Data for the task >>
####

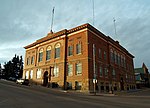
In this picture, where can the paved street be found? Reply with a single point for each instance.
(19, 96)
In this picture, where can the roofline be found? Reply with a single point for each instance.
(66, 32)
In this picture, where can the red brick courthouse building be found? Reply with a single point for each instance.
(73, 58)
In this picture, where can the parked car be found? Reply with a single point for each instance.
(22, 81)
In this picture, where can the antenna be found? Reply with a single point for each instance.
(115, 26)
(52, 20)
(93, 11)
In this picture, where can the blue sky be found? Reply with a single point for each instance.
(24, 21)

####

Your task >> Copy all of the records above word for word, leaving out the pictures.

Exercise solution >>
In this picture, where can the paved street be found? Reply with a single point for each instance.
(19, 96)
In this picture, where can the roofline be found? Reply with a single point for each instance.
(66, 32)
In this picture, where can the red brick courthouse building be found? Reply with a single point for each instance.
(73, 58)
In this picture, where can the parked car be found? Reply with a single point for each instance.
(22, 81)
In this picture, where can the antenna be found? Reply with a single point for each instance.
(115, 26)
(52, 20)
(93, 11)
In this picture, where can the blue sky be found? Reply with a single point for each instance.
(24, 21)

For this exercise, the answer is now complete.